··· Entries provided ···

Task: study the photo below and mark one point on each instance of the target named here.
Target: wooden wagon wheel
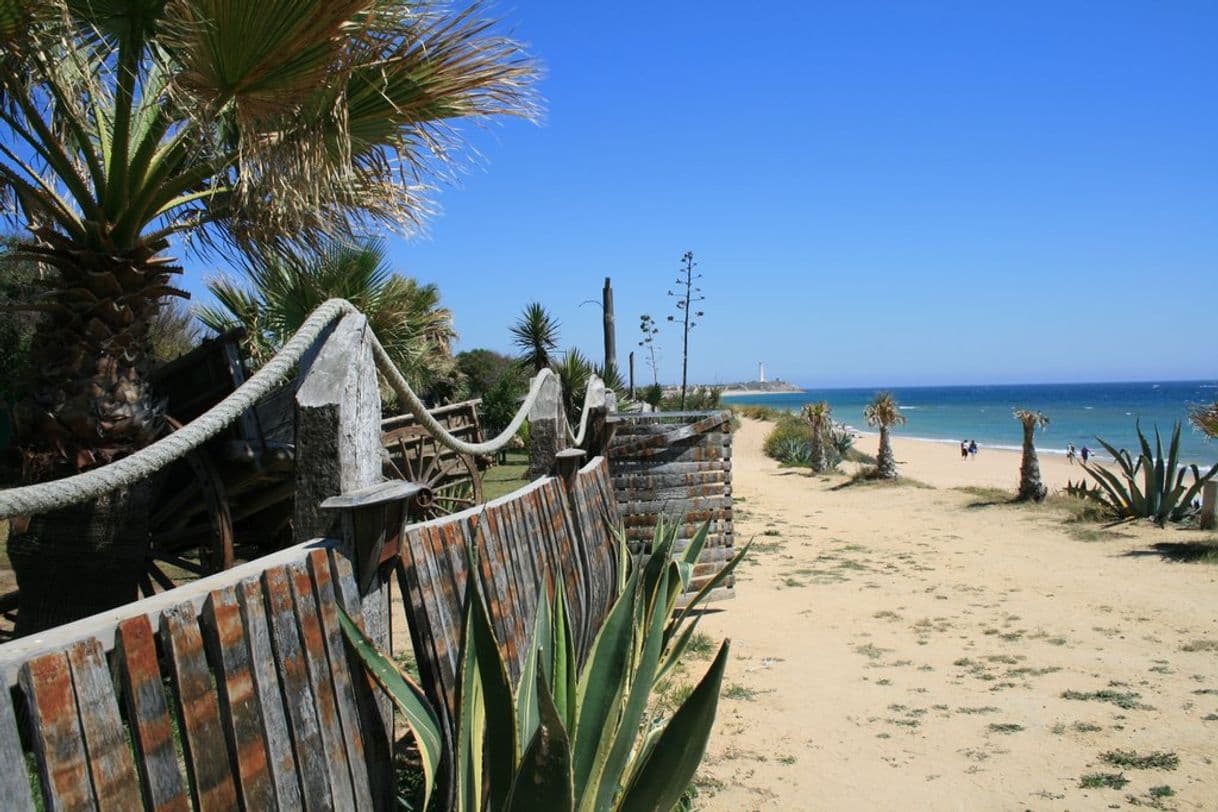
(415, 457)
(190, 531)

···
··· Entries provided ···

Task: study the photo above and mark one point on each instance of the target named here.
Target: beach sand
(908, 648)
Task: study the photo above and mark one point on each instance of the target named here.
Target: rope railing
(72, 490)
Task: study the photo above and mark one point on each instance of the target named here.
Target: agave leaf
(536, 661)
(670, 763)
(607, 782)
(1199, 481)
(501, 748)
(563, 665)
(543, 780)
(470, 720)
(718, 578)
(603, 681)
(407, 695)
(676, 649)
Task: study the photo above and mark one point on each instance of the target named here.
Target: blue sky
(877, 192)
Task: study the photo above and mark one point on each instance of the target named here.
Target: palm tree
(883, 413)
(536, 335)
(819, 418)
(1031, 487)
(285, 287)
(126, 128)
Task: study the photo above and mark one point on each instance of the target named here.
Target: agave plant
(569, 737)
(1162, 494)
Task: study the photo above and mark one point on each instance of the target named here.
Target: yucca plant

···
··· Entries provided ···

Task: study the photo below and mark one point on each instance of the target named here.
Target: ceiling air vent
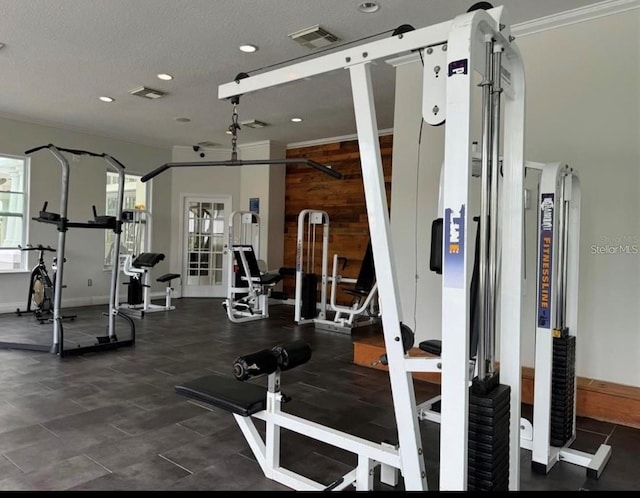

···

• [Brief] Reproduce exactly the entries above, limited to the lines from the one with "Target: agave leaf" through the one with "Target: yucca plant", both included.

• [Your solution]
Target: agave leaf
(536, 661)
(670, 763)
(607, 782)
(1199, 481)
(501, 748)
(563, 665)
(543, 780)
(470, 720)
(718, 578)
(603, 681)
(407, 695)
(676, 649)
Task: study the photo above and mark one point on each instance of the target named here.
Target: blue sky
(877, 192)
Task: study the photo above and mark one point on each instance of the target named here.
Target: palm tree
(883, 413)
(536, 335)
(819, 418)
(1031, 487)
(285, 287)
(126, 128)
Task: study the photo above and mark one point on each instance of the target named here.
Target: agave plant
(569, 737)
(1162, 494)
Task: study the photo above and mark one point on each instance of the target named here.
Target: yucca plant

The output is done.